=== Begin Enclosure ===

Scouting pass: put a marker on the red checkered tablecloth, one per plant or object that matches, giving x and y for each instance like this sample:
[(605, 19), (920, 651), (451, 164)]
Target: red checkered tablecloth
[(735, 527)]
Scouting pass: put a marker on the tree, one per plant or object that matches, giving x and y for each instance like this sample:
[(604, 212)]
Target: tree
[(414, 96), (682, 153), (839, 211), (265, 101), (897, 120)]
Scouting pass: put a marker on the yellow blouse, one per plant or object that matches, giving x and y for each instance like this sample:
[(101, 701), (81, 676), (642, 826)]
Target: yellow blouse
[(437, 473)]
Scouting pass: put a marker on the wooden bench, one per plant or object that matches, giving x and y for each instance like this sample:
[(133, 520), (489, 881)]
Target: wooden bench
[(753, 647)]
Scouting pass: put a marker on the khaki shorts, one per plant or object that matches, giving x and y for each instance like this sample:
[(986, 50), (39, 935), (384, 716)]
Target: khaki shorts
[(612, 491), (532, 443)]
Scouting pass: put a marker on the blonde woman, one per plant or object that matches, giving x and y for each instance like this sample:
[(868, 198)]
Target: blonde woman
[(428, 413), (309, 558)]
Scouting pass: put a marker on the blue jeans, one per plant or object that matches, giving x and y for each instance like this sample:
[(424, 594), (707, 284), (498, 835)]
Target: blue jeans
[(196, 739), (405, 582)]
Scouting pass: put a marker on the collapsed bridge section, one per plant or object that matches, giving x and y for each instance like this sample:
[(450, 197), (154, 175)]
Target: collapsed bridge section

=== End Enclosure ===

Give back the lines of the listing from the one with "Target: wooden bench" through the end, both included, exactly as written and with nothing added.

Target: wooden bench
[(753, 647)]
Scouting pass: put a marker on the khaki shorts, one per plant or object that matches, giving x and y for each instance like this sample:
[(986, 50), (39, 935), (384, 716)]
Target: khaki shorts
[(612, 491), (532, 443)]
Scouting pass: put a marker on the blonde woman, one per plant or object that matches, giving x and y for each instance like this sample:
[(868, 198)]
Target: blonde woman
[(428, 413), (309, 558)]
Scouting pass: put a marker on the blue jeans, one per plant or object that matches, giving x and y for each instance like this sample:
[(424, 594), (707, 284), (498, 835)]
Target: blue jeans
[(196, 739), (405, 582)]
Scouting pass: put a marker on the collapsed bridge section, one per plant or object that matches, giving x and y for each instance like this sample:
[(450, 197), (154, 175)]
Target: collapsed bridge section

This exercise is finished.